-- Task directions --
How many lines in the records below contain the word "field"? Reply with the number alone.

-- Provided material --
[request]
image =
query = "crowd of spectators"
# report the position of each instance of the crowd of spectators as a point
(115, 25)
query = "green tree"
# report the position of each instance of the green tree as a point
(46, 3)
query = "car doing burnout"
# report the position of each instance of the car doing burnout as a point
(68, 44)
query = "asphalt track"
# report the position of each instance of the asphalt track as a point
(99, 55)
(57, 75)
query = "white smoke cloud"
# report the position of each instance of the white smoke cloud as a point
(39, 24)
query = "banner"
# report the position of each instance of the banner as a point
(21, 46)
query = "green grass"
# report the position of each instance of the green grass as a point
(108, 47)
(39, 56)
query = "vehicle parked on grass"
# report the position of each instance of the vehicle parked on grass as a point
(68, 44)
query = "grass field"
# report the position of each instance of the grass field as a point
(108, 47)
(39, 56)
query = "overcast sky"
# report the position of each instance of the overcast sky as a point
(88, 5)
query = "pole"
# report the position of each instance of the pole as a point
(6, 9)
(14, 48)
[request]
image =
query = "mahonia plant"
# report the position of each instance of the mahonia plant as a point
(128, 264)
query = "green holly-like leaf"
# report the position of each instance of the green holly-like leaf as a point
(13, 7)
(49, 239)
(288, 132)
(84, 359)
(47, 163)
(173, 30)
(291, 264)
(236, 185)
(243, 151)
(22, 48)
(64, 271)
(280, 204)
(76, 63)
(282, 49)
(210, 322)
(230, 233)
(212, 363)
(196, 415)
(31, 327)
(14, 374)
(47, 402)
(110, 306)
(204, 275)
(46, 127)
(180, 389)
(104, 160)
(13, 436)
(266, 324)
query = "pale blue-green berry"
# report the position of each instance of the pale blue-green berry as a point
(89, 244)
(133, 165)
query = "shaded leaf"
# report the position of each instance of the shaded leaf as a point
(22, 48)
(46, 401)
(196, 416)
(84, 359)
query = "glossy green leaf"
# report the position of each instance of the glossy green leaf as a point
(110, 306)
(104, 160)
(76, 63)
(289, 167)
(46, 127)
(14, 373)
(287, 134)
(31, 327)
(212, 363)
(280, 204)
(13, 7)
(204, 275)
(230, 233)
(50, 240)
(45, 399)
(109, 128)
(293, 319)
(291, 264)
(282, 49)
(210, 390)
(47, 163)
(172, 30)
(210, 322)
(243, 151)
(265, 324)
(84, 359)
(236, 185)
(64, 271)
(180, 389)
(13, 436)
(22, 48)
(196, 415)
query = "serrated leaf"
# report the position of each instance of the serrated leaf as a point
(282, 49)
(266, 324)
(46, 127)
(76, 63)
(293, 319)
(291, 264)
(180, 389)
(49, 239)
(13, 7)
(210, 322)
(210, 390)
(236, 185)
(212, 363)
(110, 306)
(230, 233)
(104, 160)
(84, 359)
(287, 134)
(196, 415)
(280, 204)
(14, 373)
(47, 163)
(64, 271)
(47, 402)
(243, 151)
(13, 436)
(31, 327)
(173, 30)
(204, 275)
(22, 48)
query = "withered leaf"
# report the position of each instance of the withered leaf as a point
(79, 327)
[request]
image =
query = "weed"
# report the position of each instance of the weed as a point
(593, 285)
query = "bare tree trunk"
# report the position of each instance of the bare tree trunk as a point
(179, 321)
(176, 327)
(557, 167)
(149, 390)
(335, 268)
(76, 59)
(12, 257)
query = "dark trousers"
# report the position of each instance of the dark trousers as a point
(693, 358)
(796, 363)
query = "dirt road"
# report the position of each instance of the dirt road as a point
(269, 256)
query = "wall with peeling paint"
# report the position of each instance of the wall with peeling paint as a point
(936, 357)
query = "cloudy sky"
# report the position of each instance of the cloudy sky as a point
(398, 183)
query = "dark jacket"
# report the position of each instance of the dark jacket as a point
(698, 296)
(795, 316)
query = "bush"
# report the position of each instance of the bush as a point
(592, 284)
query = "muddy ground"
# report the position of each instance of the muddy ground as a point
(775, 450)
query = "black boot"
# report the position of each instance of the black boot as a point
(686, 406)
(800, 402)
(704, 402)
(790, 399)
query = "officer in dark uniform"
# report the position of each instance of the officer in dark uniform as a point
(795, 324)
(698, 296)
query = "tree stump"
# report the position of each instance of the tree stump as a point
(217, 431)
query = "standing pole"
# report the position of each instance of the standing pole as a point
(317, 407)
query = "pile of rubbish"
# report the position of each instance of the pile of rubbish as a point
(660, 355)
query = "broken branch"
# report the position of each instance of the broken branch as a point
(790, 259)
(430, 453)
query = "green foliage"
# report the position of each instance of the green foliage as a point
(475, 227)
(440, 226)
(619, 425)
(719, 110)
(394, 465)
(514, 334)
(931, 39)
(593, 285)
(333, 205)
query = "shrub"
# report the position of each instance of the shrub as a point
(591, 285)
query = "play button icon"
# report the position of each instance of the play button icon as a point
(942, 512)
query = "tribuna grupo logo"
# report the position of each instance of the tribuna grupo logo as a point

-- Finished answer --
2